- _Tugas Singkat 1_
Jawab pertanyaan berikut berdasarkan kutipan terpilih.
(a) Sejak kapan Harun bekerja sebagai wartawan Harian Serambi Indonesia Banda Aceh?
(b) Di universitas mana Harun menempuh pendidikan doktor, dan apa spesialisasinya?
(c) Dalam bentuk apa sebagian latihan pada akhir bab dikemas?

- _Kutipan Terpilih_
Semua materi dalam empat bab tersebut disertai dengan rangkuman dan latihan pada masing-masing bagian akhir. Sebagian latihan dikemas dalam bentuk diskusi kelas dan bersifat interaktif. Latihan ini dimaksudkan agar pada gilirannya mahasiswa memahami secara komprehensif unsur-unsur puisi dan kemudian dapat menampilkannya di depan khalayak sebagai suatu keterampilan seni (skill art).
Mohd. Harun lahir di Laweueng, Pidie Aceh, 5 Maret 1966. Dalam dunia seni dan jurnalistik sering memakai nama C. Harun al Rasyid dan Mohd. Harun al Rasyid. Harun menamatkan pendidikan (1) SDN Laweueng, 1979; (2) MTsN Padang Tiji, 1982; (3) SMAN Sigli, 1985; semuanya di Pidie, Aceh; (4) Pendidikan Bahasa dan Sastra Indonesia, FKIP Unsyiah,
Banda Aceh, 1992; (5) Magister Pendidikan Bahasa Indonesia IKIP Malang, 1998; (6) Doktor Pendidikan Bahasa Indonesia di Universitas Negeri Malang, spesialisasi sastra etnik, Mei 2006.Mulai April 1990 Harun bekerja sebagai wartawan Harian Serambi Indonesia Banda Aceh dan bertugas di daerah konflik: Banda Aceh, Pidie, Lhokseumawe, dan Aceh Utara. Ia berhenti dari Harian Serambi pada Juni 1994 karena ingin mengabdi sebagai pendidik di almamaternya. Sejak mahasiswa, ia aktif di pers kampus, seperti ikut bersama menerbitkan Koran Mahasiswa MONUMEN dan menulis di media lokal dan pusat, terutama bidang budaya dan sastra.

- _Data yang Tersedia_
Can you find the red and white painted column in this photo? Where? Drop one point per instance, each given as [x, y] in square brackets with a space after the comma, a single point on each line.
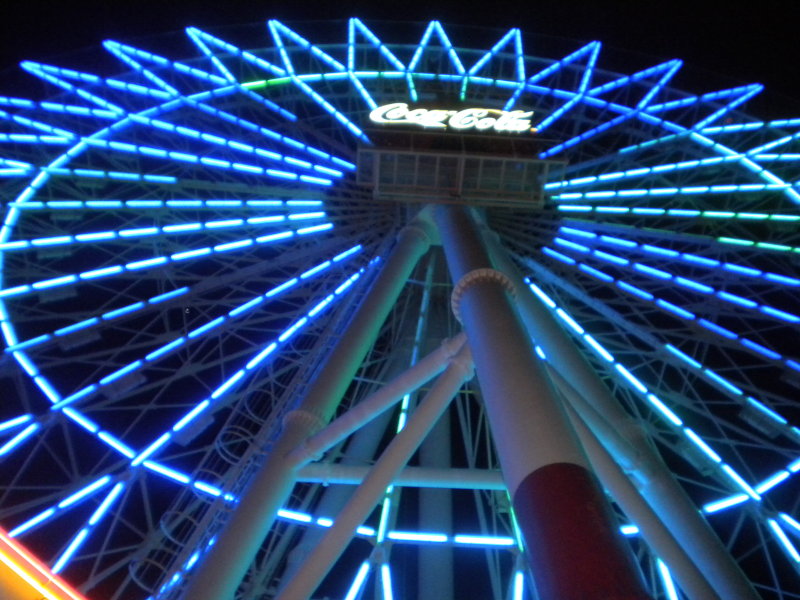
[574, 546]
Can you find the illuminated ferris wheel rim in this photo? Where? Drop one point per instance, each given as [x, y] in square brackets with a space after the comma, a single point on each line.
[699, 134]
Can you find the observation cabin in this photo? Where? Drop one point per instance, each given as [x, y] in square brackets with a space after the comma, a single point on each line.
[444, 165]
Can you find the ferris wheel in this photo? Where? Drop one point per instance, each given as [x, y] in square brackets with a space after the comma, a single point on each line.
[207, 257]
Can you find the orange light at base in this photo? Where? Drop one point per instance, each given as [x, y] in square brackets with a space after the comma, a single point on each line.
[24, 577]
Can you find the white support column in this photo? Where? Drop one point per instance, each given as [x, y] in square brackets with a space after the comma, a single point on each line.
[573, 546]
[654, 532]
[385, 470]
[225, 565]
[629, 445]
[420, 477]
[374, 404]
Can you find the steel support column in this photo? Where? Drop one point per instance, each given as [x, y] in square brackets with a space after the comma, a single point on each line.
[574, 548]
[226, 564]
[366, 497]
[628, 444]
[654, 532]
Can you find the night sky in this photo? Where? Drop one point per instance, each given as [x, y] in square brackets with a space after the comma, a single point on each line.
[743, 42]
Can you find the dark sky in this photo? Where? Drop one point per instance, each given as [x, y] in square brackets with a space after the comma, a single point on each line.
[745, 42]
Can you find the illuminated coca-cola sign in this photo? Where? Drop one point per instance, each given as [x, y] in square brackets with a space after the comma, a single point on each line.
[478, 119]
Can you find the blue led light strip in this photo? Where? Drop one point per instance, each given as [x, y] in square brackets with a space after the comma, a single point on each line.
[38, 125]
[642, 211]
[97, 516]
[714, 378]
[252, 366]
[694, 190]
[270, 134]
[643, 172]
[73, 499]
[202, 39]
[664, 305]
[55, 75]
[278, 30]
[198, 332]
[708, 454]
[556, 66]
[196, 159]
[582, 88]
[96, 237]
[192, 204]
[158, 261]
[195, 134]
[664, 275]
[95, 321]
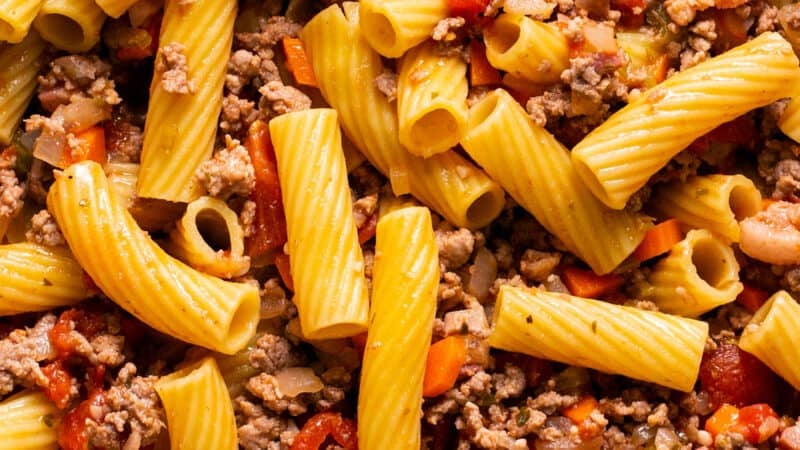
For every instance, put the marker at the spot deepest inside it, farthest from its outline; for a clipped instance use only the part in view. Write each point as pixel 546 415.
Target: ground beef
pixel 44 230
pixel 173 66
pixel 228 172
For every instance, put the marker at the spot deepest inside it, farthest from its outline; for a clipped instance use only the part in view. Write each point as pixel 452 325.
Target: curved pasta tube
pixel 37 278
pixel 139 276
pixel 772 336
pixel 617 158
pixel 209 220
pixel 71 25
pixel 406 278
pixel 699 274
pixel 27 422
pixel 180 128
pixel 529 49
pixel 393 26
pixel 198 409
pixel 431 100
pixel 448 183
pixel 713 202
pixel 327 266
pixel 19 66
pixel 535 169
pixel 645 345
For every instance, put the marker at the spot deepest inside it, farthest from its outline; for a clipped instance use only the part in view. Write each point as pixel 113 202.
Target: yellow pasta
pixel 431 100
pixel 535 169
pixel 180 127
pixel 645 345
pixel 34 277
pixel 406 279
pixel 529 49
pixel 71 25
pixel 19 66
pixel 772 336
pixel 198 409
pixel 714 202
pixel 617 158
pixel 393 26
pixel 27 422
pixel 699 274
pixel 16 17
pixel 326 261
pixel 209 238
pixel 446 182
pixel 158 289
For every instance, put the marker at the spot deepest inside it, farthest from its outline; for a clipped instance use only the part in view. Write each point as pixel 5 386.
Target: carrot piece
pixel 481 72
pixel 580 411
pixel 445 359
pixel 752 297
pixel 659 240
pixel 587 284
pixel 297 62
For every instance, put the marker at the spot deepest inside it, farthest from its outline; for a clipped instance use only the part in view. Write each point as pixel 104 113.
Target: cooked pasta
pixel 771 333
pixel 209 238
pixel 406 278
pixel 393 26
pixel 326 261
pixel 535 169
pixel 645 345
pixel 714 202
pixel 213 313
pixel 179 131
pixel 446 182
pixel 617 158
pixel 27 422
pixel 19 66
pixel 199 411
pixel 699 274
pixel 71 25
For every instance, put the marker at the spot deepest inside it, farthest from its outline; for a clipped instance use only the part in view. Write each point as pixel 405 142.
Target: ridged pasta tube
pixel 393 26
pixel 617 158
pixel 34 277
pixel 772 336
pixel 535 169
pixel 713 202
pixel 180 128
pixel 406 278
pixel 198 409
pixel 71 25
pixel 139 276
pixel 448 183
pixel 327 266
pixel 16 17
pixel 529 49
pixel 431 100
pixel 699 274
pixel 209 221
pixel 27 422
pixel 19 66
pixel 645 345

- _Tugas Singkat 2_
Perbarui bagian data mulai dari baris yang memuat "pixel 405 142." sampai akhir data, kedua ujung termasuk. Tulis ulang hanya baris-baris itu dengan "ridged pasta tube" diganti menjadi "ridged pasta shell", sementara bagian lain tetap sama.

- _Jawaban Latihan 1_
(a) Sejak April 1990.
(b) Di Universitas Negeri Malang, dengan spesialisasi sastra etnik.
(c) Dalam bentuk diskusi kelas yang bersifat interaktif.

- _Jawaban Latihan 2_
For every instance, put the marker at the spot deepest inside it, farthest from its outline; for a clipped instance use only the part in view. Write each point as pixel 405 142.
Target: ridged pasta shell
pixel 393 26
pixel 617 158
pixel 34 277
pixel 772 336
pixel 535 169
pixel 713 202
pixel 180 128
pixel 406 278
pixel 198 409
pixel 71 25
pixel 139 276
pixel 448 183
pixel 327 266
pixel 16 17
pixel 529 49
pixel 431 100
pixel 699 274
pixel 209 221
pixel 27 422
pixel 19 66
pixel 645 345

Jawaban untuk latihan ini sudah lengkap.